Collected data
⟨
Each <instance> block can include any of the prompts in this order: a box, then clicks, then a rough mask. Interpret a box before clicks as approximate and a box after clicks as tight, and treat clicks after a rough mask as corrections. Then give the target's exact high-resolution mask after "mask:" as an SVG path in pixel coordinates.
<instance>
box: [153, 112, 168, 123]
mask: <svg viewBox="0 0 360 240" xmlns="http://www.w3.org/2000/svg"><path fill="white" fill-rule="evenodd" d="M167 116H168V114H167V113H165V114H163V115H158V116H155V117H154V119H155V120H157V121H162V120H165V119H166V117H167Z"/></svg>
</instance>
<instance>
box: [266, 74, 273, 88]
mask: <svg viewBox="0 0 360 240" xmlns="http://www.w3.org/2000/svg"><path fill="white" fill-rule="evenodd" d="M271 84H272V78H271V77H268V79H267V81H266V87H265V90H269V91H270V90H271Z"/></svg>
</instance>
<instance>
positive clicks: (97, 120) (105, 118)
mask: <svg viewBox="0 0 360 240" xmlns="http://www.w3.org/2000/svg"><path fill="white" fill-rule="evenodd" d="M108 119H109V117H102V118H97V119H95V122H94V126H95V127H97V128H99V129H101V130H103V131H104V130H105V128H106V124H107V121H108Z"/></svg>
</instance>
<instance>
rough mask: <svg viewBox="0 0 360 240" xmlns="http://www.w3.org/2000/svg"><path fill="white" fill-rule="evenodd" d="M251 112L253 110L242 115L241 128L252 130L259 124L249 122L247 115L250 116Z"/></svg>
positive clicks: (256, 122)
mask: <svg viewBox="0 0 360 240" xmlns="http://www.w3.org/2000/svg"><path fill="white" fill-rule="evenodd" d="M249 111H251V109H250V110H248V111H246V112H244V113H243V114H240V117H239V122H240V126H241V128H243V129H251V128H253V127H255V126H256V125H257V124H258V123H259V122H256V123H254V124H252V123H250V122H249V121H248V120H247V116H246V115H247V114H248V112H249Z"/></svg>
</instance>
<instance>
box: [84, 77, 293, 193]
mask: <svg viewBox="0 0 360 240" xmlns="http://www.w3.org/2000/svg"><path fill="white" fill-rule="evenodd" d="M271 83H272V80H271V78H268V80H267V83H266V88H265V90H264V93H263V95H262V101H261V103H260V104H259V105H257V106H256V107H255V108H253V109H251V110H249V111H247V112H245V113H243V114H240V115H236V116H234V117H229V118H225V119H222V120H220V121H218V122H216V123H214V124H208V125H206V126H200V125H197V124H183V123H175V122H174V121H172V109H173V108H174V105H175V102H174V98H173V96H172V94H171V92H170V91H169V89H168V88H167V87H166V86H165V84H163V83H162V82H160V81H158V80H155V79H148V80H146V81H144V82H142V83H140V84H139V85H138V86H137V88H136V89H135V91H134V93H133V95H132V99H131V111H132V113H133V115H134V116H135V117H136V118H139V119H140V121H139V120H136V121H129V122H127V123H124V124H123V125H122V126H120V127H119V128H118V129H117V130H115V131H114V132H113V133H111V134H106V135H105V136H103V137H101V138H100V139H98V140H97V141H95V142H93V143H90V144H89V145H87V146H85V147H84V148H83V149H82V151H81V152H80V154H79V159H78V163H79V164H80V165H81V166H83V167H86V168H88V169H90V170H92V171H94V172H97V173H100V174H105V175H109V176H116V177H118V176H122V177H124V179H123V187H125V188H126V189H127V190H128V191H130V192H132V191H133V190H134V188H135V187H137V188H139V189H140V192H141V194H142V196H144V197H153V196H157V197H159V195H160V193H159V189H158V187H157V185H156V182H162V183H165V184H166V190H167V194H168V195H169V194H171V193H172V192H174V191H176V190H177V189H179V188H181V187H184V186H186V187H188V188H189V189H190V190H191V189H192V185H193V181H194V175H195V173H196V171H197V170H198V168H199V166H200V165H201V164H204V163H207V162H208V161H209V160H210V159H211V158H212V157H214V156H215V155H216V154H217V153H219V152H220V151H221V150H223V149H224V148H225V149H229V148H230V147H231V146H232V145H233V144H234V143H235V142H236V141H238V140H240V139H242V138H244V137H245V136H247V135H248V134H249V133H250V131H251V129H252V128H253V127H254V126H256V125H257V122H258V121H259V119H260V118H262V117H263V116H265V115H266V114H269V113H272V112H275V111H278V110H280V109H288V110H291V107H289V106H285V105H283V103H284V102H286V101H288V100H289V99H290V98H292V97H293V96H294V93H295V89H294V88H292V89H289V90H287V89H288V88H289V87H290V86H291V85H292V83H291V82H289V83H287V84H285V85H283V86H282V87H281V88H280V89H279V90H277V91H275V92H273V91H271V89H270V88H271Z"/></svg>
⟩
■ What you will do ■
Lay out the entries from the very first line through the line containing "box: [153, 112, 168, 123]" as a Markdown table with the columns Row and Line. Give each line a row number and skip any blank lines.

■ Answer box ■
| Row | Line |
|---|---|
| 1 | Each <instance> block can include any of the prompts in this order: a box, then clicks, then a rough mask. Interpret a box before clicks as approximate and a box after clicks as tight, and treat clicks after a rough mask as corrections. Then give the target's exact high-resolution mask after "mask:" as an SVG path in pixel coordinates. |
| 2 | <instance> |
| 3 | box: [153, 112, 168, 123] |